"""
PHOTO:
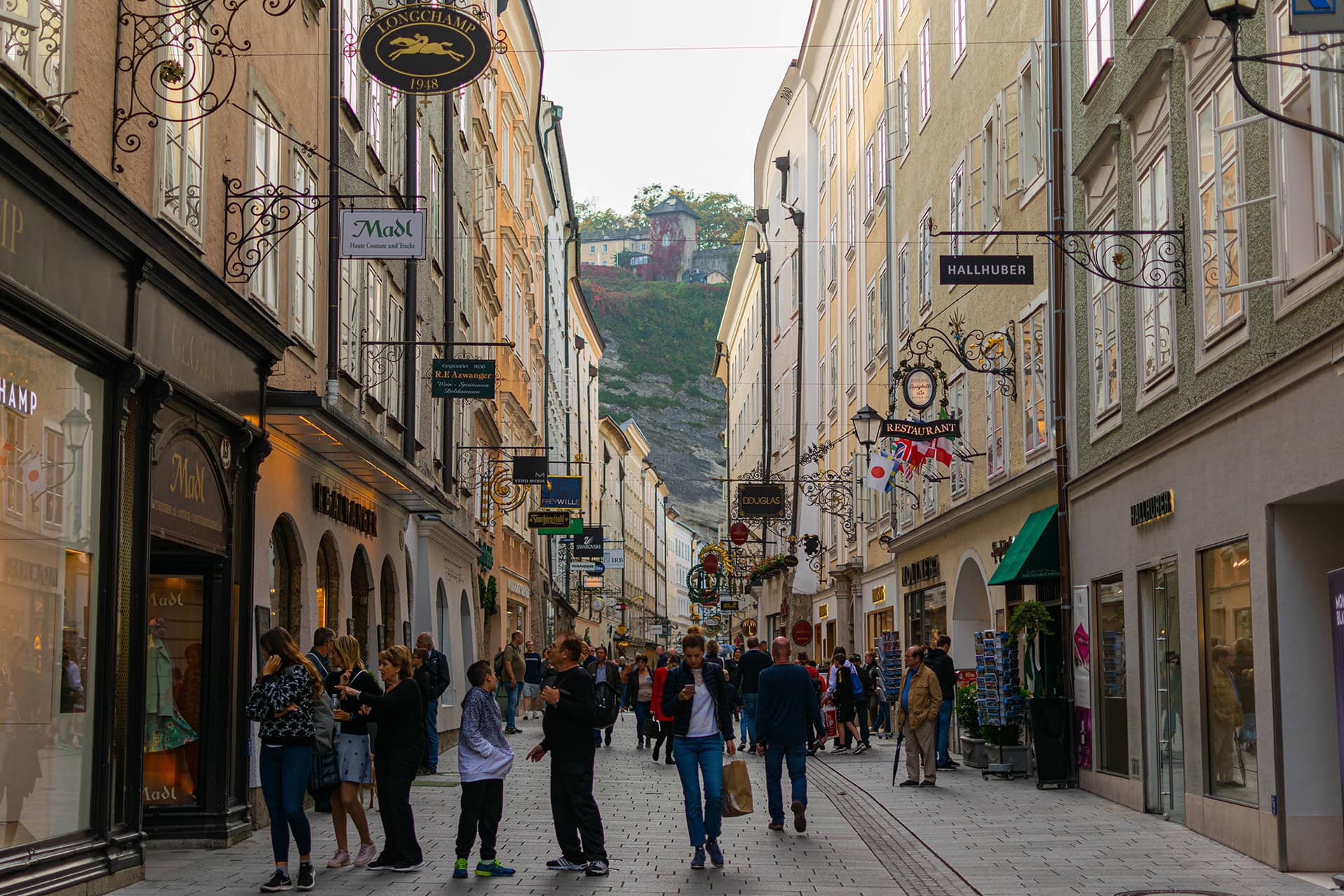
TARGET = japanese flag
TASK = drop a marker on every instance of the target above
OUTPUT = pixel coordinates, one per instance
(31, 472)
(879, 470)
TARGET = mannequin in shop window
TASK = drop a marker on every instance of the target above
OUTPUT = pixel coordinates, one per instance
(20, 734)
(168, 776)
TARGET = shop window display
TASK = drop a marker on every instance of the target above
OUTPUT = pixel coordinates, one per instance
(49, 536)
(1230, 673)
(1113, 722)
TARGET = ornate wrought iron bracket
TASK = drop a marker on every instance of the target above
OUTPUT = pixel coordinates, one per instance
(1140, 258)
(992, 354)
(382, 356)
(182, 62)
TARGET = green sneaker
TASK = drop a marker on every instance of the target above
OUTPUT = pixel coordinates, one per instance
(492, 869)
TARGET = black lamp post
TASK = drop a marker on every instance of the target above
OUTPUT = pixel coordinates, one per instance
(867, 425)
(1233, 14)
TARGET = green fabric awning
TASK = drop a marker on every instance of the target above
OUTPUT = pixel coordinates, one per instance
(1034, 554)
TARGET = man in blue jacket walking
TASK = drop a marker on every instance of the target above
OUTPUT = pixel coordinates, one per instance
(787, 716)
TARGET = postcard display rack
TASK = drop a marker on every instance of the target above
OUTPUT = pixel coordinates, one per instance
(999, 691)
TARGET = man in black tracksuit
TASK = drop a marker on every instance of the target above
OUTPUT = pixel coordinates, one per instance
(568, 735)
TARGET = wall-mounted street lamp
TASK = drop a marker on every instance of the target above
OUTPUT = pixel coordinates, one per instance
(1233, 14)
(867, 425)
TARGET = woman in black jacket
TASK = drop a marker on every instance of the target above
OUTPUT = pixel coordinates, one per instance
(397, 752)
(696, 696)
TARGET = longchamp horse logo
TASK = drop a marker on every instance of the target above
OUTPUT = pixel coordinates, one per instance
(422, 45)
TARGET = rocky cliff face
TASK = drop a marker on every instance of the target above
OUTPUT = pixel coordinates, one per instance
(656, 368)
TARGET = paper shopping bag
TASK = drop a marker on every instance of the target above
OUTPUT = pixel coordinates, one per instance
(737, 790)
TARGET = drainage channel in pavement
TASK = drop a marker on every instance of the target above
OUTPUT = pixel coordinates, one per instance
(916, 868)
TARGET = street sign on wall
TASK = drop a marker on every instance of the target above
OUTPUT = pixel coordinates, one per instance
(463, 378)
(761, 500)
(382, 232)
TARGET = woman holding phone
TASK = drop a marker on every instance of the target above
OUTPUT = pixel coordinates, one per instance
(354, 760)
(283, 701)
(696, 696)
(398, 748)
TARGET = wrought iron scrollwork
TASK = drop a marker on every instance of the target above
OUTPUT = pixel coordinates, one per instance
(182, 62)
(257, 220)
(992, 354)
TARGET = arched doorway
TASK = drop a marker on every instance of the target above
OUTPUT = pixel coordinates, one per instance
(468, 630)
(971, 612)
(286, 597)
(360, 592)
(387, 587)
(328, 583)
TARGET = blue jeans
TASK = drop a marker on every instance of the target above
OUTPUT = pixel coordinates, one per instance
(749, 701)
(696, 757)
(284, 777)
(774, 760)
(944, 731)
(641, 713)
(514, 694)
(432, 735)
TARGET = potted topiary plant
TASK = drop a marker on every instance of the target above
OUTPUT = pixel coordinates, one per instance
(968, 724)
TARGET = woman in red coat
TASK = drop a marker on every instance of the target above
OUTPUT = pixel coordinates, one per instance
(664, 720)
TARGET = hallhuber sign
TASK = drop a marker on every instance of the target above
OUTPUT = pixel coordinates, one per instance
(381, 232)
(761, 500)
(923, 430)
(425, 49)
(463, 378)
(964, 270)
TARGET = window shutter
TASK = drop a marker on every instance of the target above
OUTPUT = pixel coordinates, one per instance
(1011, 137)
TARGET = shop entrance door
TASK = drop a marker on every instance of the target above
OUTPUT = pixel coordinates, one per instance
(1166, 785)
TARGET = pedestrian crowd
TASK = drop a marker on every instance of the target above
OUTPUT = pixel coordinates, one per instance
(330, 727)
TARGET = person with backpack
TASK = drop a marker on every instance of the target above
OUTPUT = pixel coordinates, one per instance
(438, 680)
(354, 758)
(283, 701)
(843, 687)
(696, 696)
(606, 694)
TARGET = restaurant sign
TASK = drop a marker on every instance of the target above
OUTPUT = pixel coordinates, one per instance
(986, 270)
(463, 378)
(923, 430)
(426, 49)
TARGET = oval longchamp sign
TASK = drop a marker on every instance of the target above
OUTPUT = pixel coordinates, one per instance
(425, 50)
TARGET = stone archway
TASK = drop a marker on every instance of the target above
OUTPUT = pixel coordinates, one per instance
(971, 612)
(360, 593)
(286, 580)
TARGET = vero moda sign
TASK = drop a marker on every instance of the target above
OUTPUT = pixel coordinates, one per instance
(381, 232)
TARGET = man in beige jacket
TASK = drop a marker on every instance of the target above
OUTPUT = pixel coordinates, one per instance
(917, 711)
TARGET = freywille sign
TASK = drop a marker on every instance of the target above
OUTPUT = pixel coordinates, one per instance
(331, 503)
(761, 500)
(969, 270)
(1154, 508)
(463, 378)
(923, 430)
(381, 232)
(422, 49)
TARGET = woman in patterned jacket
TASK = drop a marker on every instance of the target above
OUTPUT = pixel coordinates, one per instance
(283, 701)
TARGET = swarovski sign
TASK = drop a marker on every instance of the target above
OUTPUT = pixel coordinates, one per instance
(382, 232)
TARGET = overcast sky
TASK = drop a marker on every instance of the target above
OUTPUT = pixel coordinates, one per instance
(668, 92)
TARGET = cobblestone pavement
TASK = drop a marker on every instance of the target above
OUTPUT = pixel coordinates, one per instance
(962, 839)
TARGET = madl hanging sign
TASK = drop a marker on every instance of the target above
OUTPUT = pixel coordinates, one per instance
(425, 49)
(958, 270)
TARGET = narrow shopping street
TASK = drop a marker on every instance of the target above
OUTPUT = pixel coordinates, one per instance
(864, 836)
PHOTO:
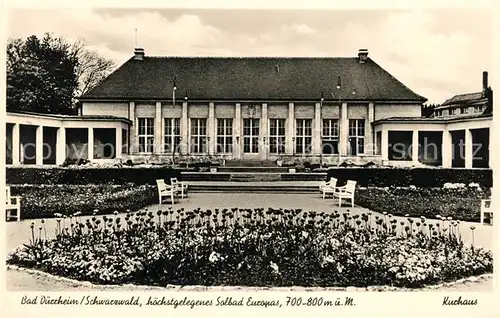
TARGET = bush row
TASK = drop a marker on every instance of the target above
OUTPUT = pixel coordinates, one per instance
(43, 201)
(420, 177)
(63, 175)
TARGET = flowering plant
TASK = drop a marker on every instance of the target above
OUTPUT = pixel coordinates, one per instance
(253, 247)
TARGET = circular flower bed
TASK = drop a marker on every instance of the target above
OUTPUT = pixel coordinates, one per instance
(254, 247)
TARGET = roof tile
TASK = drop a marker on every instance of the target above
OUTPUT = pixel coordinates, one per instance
(251, 78)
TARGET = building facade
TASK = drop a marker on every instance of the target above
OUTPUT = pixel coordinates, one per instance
(319, 110)
(456, 135)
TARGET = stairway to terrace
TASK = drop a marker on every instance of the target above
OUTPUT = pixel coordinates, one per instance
(253, 176)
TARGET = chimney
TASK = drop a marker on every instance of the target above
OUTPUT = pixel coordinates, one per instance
(485, 82)
(362, 55)
(138, 54)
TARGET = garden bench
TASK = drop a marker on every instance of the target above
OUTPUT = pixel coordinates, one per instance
(346, 192)
(165, 190)
(179, 186)
(324, 183)
(329, 187)
(486, 208)
(12, 204)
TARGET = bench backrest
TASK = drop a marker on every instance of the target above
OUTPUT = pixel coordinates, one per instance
(161, 185)
(332, 182)
(7, 195)
(486, 206)
(350, 186)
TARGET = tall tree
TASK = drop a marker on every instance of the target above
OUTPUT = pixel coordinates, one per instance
(46, 75)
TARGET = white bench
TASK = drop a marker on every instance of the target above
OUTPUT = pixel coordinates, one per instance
(165, 190)
(486, 208)
(179, 186)
(12, 205)
(328, 187)
(346, 192)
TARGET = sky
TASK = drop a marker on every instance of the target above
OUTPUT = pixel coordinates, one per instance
(437, 53)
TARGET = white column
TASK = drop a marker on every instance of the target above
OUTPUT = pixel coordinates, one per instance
(158, 129)
(414, 146)
(133, 131)
(316, 147)
(211, 126)
(237, 132)
(90, 144)
(446, 150)
(489, 148)
(468, 148)
(16, 145)
(61, 146)
(39, 145)
(118, 142)
(185, 129)
(344, 130)
(290, 131)
(370, 136)
(264, 132)
(384, 144)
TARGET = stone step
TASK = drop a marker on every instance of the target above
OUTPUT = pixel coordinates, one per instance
(251, 169)
(250, 163)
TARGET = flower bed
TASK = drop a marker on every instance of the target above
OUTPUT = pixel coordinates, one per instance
(462, 203)
(89, 175)
(254, 247)
(43, 201)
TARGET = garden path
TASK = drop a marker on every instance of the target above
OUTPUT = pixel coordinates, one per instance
(19, 232)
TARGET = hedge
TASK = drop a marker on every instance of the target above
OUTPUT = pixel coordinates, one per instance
(43, 201)
(420, 177)
(62, 175)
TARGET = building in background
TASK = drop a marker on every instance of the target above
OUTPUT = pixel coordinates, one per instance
(457, 135)
(327, 110)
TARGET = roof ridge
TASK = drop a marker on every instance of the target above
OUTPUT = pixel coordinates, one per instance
(387, 72)
(249, 57)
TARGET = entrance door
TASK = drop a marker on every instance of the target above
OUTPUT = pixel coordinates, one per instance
(251, 133)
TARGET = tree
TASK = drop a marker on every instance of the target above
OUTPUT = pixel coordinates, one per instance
(46, 75)
(91, 70)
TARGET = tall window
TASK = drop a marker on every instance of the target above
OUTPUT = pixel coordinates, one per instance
(172, 137)
(303, 136)
(224, 135)
(276, 136)
(356, 136)
(125, 141)
(146, 134)
(330, 138)
(251, 132)
(198, 135)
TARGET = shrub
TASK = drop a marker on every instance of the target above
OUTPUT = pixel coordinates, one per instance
(43, 201)
(253, 248)
(421, 177)
(82, 175)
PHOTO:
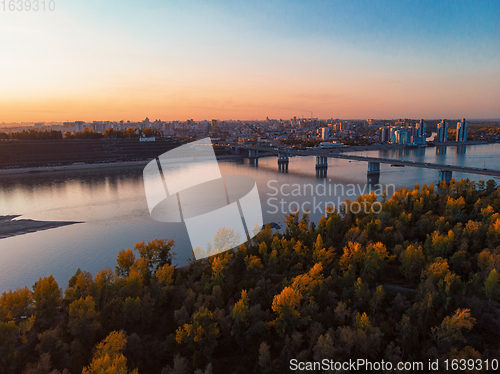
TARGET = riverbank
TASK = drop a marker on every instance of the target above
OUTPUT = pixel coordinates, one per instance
(84, 167)
(130, 164)
(10, 226)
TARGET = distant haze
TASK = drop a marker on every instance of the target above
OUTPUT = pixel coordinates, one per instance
(175, 60)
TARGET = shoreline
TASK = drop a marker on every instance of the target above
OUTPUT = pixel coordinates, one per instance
(10, 227)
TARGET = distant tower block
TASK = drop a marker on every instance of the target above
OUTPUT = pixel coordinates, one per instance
(283, 162)
(445, 175)
(321, 166)
(443, 131)
(373, 172)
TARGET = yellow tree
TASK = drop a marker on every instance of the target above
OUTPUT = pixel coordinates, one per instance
(47, 297)
(285, 305)
(108, 357)
(16, 305)
(451, 328)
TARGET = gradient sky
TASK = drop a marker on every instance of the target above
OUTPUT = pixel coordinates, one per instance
(174, 60)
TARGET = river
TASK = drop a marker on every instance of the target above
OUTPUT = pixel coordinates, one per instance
(113, 208)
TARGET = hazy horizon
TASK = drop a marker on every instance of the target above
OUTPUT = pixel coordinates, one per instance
(170, 60)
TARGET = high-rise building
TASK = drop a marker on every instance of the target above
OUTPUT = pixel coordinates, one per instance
(462, 131)
(401, 137)
(384, 134)
(325, 133)
(443, 131)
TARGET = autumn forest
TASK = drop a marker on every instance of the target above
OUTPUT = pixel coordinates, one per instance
(417, 281)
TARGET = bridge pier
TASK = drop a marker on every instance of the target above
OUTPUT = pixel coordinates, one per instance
(445, 175)
(373, 173)
(253, 157)
(283, 161)
(321, 166)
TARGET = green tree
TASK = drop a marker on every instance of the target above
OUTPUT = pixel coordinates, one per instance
(47, 298)
(83, 321)
(108, 357)
(412, 262)
(200, 335)
(492, 286)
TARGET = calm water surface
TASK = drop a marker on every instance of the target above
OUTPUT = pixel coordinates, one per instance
(112, 205)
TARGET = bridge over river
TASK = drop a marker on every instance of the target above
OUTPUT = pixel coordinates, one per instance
(373, 172)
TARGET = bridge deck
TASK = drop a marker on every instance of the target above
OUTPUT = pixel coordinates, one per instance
(328, 153)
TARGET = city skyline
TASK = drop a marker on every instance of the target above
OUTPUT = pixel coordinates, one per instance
(233, 60)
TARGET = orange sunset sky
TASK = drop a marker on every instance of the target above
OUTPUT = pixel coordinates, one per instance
(233, 60)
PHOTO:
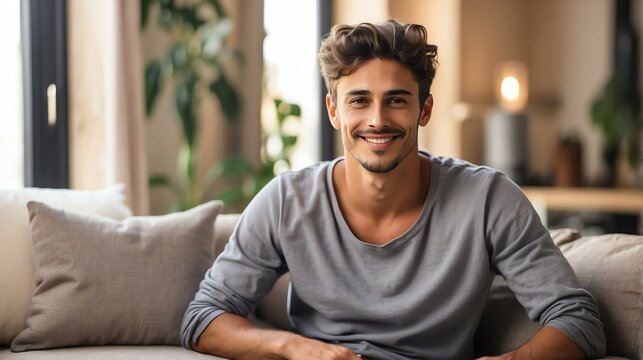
"""
◆ **Task description**: The task calls for every line of the material that contains the string "bridge".

◆ **Task output**:
TARGET = bridge pier
TARGET = bridge over river
TARGET = bridge deck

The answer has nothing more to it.